**ACTIVITY**
Could you print every record below exactly as it appears?

(Collected data entries)
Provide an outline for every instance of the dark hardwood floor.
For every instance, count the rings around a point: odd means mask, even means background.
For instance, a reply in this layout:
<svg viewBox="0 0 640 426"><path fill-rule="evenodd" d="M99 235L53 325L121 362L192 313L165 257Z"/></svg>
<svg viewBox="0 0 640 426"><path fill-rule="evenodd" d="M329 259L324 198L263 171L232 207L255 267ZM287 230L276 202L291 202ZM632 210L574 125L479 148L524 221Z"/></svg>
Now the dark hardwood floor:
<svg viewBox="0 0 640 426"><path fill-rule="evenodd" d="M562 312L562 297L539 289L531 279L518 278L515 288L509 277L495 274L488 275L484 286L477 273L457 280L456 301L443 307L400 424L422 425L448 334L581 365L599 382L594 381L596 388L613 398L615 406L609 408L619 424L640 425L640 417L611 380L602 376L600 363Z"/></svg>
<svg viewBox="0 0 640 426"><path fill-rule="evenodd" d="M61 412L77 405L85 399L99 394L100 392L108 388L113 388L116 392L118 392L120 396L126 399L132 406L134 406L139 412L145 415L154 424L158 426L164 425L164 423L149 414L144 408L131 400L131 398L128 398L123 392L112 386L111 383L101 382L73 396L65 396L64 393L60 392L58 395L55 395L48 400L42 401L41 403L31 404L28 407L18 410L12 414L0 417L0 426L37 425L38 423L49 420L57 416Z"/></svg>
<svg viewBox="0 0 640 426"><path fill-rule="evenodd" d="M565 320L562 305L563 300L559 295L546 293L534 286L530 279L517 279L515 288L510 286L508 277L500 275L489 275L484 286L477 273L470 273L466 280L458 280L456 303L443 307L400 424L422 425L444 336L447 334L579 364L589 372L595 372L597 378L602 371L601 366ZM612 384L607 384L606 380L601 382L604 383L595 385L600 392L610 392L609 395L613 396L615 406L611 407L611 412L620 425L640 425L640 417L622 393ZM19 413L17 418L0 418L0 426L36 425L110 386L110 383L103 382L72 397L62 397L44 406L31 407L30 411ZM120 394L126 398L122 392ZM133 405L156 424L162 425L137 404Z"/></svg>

**SOLUTION TO THE EXERCISE**
Provide an outline for every instance of the dark hardwood floor.
For every instance, count the rings around a point: odd means mask, even means background.
For instance, a reply in this layout:
<svg viewBox="0 0 640 426"><path fill-rule="evenodd" d="M99 235L53 325L121 362L192 313L165 257Z"/></svg>
<svg viewBox="0 0 640 426"><path fill-rule="evenodd" d="M329 259L324 198L263 171L232 207L255 267ZM287 230L276 202L291 202ZM632 210L574 125L479 148L524 221Z"/></svg>
Now the dark hardwood floor:
<svg viewBox="0 0 640 426"><path fill-rule="evenodd" d="M562 312L562 297L539 289L531 279L518 278L515 288L509 277L495 274L488 275L484 286L477 273L457 280L456 301L443 307L400 424L422 425L448 334L581 365L599 382L594 381L596 388L613 398L615 406L609 408L619 424L640 425L640 417L611 380L602 376L600 363Z"/></svg>
<svg viewBox="0 0 640 426"><path fill-rule="evenodd" d="M61 412L77 405L85 399L99 394L100 392L108 388L113 388L116 392L118 392L120 396L126 399L132 406L134 406L139 412L145 415L154 424L158 426L164 425L164 423L149 414L144 408L131 400L131 398L128 398L123 392L112 386L111 383L101 382L73 396L65 396L64 393L60 392L58 395L55 395L48 400L42 401L41 403L31 404L28 407L18 410L12 414L0 417L0 426L37 425L38 423L49 420L57 416Z"/></svg>
<svg viewBox="0 0 640 426"><path fill-rule="evenodd" d="M565 320L562 305L563 300L559 295L546 293L534 286L530 279L517 279L515 288L510 286L508 277L500 275L489 275L484 286L477 273L470 273L466 280L458 280L456 303L443 307L400 424L422 425L444 336L447 334L579 364L589 372L595 372L597 378L602 371L601 366ZM612 384L607 384L606 380L601 382L604 383L595 385L600 392L610 392L609 395L613 396L615 406L611 407L611 412L620 425L640 425L640 417L622 393ZM19 413L17 418L0 418L0 426L36 425L110 386L110 383L103 382L72 397L62 397L44 406L31 407L30 411ZM120 394L126 398L122 392ZM133 405L156 424L162 425L137 404Z"/></svg>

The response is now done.